[To be done]: List every line in the entries below that contains the word "grass", matching case exactly.

[Excerpts from a detection dataset]
════════════════════

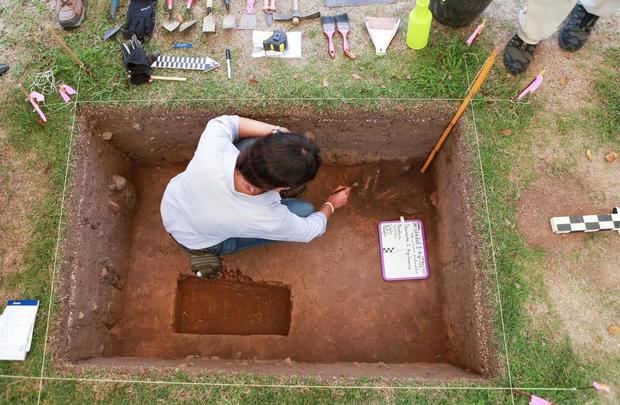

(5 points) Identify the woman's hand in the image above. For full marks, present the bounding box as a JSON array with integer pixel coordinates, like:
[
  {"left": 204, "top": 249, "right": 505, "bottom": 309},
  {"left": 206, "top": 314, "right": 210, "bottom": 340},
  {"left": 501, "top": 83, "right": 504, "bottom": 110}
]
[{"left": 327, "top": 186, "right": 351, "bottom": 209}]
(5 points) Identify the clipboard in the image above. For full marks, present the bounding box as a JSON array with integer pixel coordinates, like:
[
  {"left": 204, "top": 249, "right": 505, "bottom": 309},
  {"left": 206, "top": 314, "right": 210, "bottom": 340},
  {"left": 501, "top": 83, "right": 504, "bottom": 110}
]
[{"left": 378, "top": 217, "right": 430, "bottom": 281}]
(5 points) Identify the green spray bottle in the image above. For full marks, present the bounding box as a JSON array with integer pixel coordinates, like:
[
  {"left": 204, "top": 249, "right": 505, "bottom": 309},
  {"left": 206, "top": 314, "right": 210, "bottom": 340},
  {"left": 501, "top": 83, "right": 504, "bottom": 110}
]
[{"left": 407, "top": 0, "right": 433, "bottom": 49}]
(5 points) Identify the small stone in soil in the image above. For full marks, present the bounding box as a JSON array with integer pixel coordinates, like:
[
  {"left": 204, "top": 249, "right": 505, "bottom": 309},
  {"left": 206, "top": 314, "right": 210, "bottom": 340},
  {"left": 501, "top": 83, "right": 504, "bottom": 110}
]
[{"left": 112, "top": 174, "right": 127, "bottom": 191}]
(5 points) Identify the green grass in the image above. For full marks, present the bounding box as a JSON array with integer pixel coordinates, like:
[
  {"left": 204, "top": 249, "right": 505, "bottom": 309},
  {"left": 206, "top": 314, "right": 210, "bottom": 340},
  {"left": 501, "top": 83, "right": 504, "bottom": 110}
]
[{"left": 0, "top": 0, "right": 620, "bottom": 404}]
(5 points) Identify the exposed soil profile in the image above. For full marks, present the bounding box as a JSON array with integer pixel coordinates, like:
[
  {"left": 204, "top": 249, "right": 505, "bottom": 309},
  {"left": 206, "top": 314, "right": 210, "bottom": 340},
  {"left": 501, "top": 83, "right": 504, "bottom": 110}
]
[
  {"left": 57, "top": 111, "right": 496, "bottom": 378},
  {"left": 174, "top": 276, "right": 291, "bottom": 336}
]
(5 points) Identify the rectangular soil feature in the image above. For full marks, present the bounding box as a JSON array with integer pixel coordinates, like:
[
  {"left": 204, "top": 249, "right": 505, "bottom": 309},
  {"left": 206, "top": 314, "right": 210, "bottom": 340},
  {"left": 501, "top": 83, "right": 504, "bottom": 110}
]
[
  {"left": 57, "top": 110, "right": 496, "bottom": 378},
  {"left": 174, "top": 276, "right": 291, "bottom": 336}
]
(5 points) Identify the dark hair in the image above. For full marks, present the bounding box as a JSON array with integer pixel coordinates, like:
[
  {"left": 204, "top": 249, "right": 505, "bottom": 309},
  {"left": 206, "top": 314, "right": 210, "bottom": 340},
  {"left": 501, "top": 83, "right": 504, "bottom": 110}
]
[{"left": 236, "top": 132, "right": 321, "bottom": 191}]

════════════════════

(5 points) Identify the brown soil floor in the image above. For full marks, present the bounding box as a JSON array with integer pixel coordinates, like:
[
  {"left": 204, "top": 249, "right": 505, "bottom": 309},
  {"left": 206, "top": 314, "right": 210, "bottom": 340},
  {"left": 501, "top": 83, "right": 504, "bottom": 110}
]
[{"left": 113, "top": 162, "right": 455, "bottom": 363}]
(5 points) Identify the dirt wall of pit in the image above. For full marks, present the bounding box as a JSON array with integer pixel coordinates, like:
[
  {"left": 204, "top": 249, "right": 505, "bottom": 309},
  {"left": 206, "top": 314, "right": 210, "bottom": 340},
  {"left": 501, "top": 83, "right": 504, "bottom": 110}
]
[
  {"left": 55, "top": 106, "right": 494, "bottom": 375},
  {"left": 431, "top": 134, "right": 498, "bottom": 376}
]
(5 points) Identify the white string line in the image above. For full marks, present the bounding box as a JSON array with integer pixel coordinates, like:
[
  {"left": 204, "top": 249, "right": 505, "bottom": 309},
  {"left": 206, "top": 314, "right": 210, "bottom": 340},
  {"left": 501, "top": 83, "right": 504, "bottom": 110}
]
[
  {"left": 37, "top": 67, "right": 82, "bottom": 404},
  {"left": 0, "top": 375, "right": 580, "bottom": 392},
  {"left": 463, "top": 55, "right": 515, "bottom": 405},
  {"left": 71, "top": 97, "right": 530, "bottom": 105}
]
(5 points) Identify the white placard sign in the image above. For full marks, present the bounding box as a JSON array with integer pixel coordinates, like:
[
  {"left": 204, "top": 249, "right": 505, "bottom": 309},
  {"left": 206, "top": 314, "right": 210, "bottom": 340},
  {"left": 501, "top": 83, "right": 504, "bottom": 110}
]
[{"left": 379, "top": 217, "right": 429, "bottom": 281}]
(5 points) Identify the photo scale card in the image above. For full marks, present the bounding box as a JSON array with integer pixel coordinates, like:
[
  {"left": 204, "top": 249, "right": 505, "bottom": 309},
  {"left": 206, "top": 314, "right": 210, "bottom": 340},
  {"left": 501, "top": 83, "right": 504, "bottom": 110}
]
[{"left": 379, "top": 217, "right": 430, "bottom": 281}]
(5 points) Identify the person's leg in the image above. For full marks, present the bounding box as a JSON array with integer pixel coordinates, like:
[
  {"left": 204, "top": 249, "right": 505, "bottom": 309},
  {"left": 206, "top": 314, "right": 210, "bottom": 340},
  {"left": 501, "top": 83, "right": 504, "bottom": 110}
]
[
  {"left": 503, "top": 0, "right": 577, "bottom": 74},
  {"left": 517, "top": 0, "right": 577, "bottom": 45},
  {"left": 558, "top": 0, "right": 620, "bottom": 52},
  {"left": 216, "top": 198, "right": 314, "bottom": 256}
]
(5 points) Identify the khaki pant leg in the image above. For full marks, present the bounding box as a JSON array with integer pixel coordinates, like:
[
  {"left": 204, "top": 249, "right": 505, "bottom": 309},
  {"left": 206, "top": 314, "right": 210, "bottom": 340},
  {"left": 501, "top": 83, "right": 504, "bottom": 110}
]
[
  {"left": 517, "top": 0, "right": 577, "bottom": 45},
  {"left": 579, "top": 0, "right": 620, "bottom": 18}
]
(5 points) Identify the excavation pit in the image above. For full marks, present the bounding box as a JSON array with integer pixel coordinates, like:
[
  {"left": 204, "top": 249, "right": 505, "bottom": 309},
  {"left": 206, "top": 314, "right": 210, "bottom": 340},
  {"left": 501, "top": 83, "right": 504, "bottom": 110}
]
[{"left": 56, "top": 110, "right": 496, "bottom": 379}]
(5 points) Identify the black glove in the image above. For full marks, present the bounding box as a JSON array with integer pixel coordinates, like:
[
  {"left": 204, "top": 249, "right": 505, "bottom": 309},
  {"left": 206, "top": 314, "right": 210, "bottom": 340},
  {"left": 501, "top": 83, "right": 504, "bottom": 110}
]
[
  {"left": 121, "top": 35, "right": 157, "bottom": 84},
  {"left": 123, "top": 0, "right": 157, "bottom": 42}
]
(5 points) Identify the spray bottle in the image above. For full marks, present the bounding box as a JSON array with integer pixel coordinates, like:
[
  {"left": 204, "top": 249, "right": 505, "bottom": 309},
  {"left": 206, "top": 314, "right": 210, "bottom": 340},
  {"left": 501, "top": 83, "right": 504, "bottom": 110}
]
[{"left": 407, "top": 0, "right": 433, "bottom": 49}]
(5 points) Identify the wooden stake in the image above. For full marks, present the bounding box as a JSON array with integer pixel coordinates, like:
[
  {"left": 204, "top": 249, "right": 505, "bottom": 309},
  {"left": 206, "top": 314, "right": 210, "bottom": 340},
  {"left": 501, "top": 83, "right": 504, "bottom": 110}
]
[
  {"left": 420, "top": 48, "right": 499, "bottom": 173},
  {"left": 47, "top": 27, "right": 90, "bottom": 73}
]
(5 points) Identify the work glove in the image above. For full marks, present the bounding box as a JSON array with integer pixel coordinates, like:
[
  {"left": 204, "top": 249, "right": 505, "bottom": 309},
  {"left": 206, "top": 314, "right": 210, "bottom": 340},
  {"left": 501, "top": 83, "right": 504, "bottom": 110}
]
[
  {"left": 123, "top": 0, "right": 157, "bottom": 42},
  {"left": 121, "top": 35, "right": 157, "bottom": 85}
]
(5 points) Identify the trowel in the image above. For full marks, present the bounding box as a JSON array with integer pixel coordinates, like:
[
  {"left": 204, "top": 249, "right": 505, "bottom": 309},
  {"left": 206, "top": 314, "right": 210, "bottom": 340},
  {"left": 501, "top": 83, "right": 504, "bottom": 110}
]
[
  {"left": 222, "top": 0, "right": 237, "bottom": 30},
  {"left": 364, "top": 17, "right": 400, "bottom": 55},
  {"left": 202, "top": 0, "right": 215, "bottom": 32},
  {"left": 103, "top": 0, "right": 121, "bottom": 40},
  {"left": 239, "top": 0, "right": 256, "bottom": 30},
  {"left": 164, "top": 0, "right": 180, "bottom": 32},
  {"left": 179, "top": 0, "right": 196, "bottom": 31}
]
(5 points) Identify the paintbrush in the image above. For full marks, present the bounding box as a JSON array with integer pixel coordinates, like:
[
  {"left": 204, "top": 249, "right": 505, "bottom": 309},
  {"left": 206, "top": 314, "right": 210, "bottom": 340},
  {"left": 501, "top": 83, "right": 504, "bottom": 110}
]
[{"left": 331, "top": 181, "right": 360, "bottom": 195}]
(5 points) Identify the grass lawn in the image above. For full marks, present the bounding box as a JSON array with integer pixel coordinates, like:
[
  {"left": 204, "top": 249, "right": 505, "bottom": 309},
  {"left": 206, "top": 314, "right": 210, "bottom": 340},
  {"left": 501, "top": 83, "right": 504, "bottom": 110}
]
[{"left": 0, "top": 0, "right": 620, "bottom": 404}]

════════════════════

[Completed task]:
(5 points) Identify the green grass in the image above. For full marks, present the bounding box as a JSON array with integer pixel coordinates, like:
(5 points) Identify the grass lawn in the image above. For full marks, present the bounding box as a JSON array with integer pixel coordinates, like:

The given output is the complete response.